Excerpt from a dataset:
==*==

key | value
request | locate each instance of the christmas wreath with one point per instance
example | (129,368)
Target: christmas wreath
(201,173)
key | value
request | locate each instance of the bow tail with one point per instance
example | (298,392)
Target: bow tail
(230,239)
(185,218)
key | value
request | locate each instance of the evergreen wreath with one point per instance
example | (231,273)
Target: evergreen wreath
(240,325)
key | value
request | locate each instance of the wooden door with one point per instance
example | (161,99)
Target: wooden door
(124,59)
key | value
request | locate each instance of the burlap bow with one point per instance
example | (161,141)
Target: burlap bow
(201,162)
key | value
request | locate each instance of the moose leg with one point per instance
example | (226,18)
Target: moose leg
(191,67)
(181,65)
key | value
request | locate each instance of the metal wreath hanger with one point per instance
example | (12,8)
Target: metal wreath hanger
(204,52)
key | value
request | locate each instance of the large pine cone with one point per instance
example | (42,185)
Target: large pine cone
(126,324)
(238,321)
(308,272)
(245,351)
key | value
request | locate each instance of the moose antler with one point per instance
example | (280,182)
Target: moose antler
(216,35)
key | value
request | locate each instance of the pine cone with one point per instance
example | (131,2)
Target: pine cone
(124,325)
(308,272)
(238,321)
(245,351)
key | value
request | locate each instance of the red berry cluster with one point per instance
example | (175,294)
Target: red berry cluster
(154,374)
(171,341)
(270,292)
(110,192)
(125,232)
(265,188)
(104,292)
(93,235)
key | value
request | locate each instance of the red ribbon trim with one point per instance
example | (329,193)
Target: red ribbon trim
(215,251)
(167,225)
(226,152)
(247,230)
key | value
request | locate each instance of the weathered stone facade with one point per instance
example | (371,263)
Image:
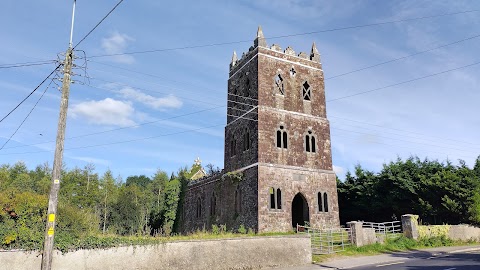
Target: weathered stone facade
(278,138)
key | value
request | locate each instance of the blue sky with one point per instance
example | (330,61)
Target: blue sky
(435,117)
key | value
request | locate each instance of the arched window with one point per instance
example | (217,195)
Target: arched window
(282,140)
(199,207)
(238,201)
(310,142)
(279,199)
(279,138)
(279,88)
(246,140)
(275,198)
(307,92)
(272,198)
(233,146)
(320,202)
(213,205)
(325,202)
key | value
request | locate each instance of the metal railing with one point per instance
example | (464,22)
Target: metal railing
(327,241)
(390,229)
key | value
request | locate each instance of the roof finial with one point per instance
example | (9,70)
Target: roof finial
(260,40)
(314,55)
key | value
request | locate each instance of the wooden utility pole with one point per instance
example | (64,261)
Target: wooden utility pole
(57,162)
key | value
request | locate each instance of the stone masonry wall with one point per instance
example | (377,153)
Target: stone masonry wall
(292,181)
(239,253)
(292,170)
(227,211)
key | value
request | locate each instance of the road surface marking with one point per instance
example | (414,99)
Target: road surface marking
(387,264)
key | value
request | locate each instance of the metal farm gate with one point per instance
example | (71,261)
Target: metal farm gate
(332,240)
(327,241)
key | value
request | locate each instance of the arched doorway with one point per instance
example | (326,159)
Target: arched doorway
(300,213)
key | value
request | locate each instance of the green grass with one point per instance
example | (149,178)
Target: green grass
(66,243)
(392,245)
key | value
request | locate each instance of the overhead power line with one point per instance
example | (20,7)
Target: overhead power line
(402,130)
(408,141)
(98,24)
(26,117)
(122,142)
(348,135)
(404,57)
(404,82)
(290,35)
(31,93)
(27,64)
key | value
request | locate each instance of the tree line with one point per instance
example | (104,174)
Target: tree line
(89,204)
(93,204)
(439,192)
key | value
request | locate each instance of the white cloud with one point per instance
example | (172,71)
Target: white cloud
(338,170)
(116,43)
(93,160)
(169,101)
(105,112)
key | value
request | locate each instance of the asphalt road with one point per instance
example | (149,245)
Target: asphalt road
(469,260)
(445,258)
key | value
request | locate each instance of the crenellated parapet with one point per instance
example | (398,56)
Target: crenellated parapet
(260,41)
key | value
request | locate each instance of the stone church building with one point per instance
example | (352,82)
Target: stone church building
(278,161)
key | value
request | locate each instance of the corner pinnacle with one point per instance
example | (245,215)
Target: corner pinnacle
(314,48)
(234,59)
(260,40)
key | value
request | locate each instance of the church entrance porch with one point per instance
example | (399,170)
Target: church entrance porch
(300,211)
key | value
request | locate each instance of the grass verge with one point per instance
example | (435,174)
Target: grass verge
(393,245)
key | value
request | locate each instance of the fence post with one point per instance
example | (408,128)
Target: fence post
(356,233)
(410,226)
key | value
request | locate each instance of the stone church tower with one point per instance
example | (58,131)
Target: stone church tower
(278,162)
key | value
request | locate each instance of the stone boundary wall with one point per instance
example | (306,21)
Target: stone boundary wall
(237,253)
(462,232)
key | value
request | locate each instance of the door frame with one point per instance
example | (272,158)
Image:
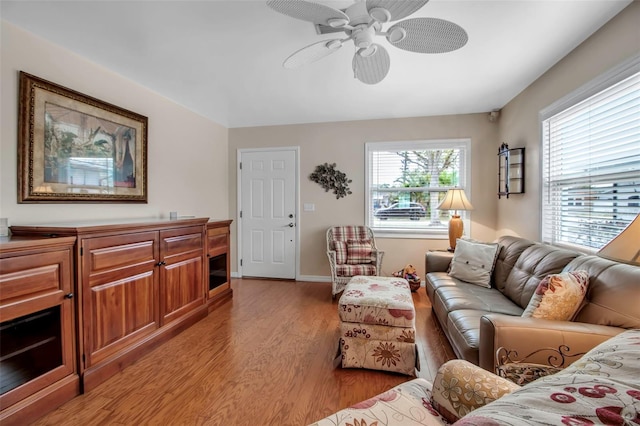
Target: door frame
(239,221)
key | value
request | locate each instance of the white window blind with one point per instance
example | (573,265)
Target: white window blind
(407,180)
(591,167)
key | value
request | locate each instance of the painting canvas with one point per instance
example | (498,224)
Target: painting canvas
(77,148)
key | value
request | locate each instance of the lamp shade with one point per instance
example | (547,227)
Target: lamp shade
(626,246)
(455,199)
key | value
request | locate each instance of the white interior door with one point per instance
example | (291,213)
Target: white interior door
(268,213)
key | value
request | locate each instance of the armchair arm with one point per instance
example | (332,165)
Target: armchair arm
(379,256)
(528,335)
(460,387)
(437,261)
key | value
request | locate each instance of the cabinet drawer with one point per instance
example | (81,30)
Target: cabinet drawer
(40,279)
(122,251)
(181,240)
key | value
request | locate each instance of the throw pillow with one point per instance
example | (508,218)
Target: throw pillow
(359,251)
(558,296)
(473,262)
(341,252)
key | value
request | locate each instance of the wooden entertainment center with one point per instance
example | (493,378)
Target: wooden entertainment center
(115,290)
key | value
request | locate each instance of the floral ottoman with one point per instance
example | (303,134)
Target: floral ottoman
(377,329)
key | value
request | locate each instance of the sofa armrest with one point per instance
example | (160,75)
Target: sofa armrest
(525,336)
(437,261)
(460,387)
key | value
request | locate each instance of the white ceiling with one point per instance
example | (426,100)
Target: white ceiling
(223,59)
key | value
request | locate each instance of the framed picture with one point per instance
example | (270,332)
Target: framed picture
(75,148)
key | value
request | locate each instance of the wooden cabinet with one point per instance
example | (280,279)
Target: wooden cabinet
(120,292)
(140,283)
(182,273)
(38,369)
(218,284)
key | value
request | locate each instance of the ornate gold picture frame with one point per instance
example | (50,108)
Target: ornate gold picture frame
(75,148)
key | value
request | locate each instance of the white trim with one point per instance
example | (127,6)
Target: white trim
(464,143)
(239,153)
(618,73)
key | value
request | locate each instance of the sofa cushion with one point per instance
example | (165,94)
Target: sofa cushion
(612,296)
(463,331)
(603,387)
(470,296)
(460,387)
(473,262)
(406,404)
(510,250)
(535,263)
(558,296)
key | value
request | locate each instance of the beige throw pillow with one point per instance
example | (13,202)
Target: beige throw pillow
(558,296)
(473,262)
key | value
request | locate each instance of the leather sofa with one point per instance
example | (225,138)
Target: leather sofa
(601,387)
(478,321)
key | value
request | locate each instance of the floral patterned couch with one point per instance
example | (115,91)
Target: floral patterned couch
(602,387)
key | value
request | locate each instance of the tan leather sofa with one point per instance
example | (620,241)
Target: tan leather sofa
(477,320)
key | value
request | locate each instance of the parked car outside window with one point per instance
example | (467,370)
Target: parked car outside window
(414,211)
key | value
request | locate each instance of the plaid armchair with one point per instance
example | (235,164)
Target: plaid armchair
(351,251)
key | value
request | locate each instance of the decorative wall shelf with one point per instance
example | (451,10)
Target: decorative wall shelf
(510,171)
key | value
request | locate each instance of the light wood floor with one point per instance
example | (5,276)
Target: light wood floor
(263,358)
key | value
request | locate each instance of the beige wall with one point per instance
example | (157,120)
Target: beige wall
(187,154)
(343,143)
(615,42)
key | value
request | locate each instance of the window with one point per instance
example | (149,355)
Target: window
(591,162)
(407,180)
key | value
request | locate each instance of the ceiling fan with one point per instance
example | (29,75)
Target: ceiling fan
(361,22)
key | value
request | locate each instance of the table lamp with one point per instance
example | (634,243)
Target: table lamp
(455,200)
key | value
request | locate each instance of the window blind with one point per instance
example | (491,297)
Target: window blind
(591,167)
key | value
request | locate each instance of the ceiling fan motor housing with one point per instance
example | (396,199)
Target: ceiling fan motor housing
(361,22)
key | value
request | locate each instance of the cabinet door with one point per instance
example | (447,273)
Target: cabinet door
(182,280)
(120,292)
(36,329)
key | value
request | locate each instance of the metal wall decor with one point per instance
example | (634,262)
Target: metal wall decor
(327,176)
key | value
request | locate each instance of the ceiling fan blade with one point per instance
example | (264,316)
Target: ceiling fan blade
(374,68)
(428,35)
(312,53)
(309,11)
(397,9)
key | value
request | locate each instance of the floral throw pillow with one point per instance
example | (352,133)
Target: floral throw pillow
(359,252)
(341,252)
(558,296)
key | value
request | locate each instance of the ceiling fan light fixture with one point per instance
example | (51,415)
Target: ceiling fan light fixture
(337,22)
(380,14)
(396,35)
(334,44)
(365,52)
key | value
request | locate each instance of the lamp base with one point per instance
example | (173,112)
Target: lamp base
(455,231)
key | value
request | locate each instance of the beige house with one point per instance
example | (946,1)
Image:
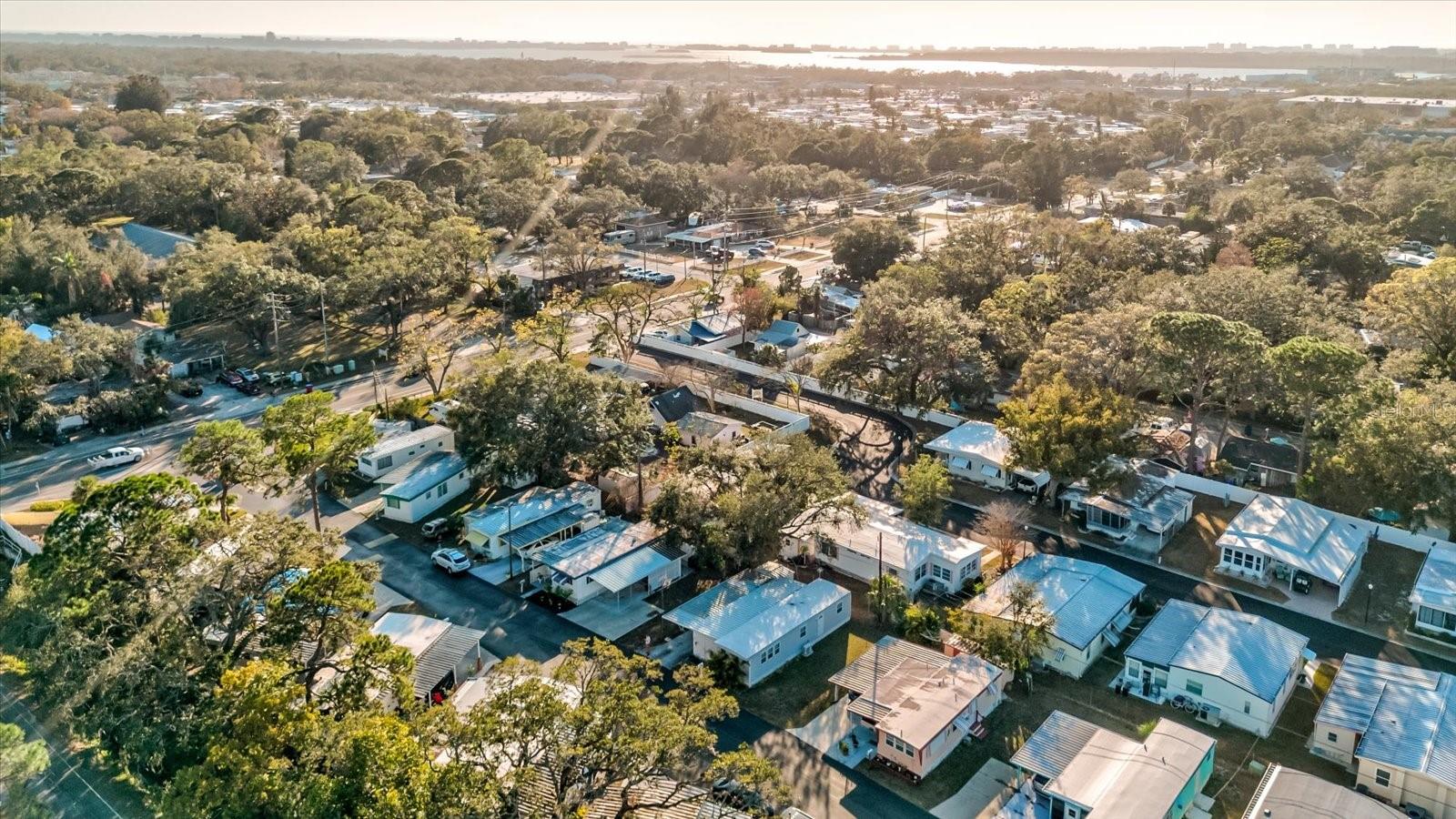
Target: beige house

==*==

Locate every line in the data above that contains the word "beige" and copy each one.

**FULL RESPONSE:**
request | locate each instance of the beige throw pillow with one point per instance
Target: beige throw pillow
request | locate each instance of the beige wall with one point per instance
Target: beige wall
request | locate each instance of the beige house with one point per instance
Target: beige house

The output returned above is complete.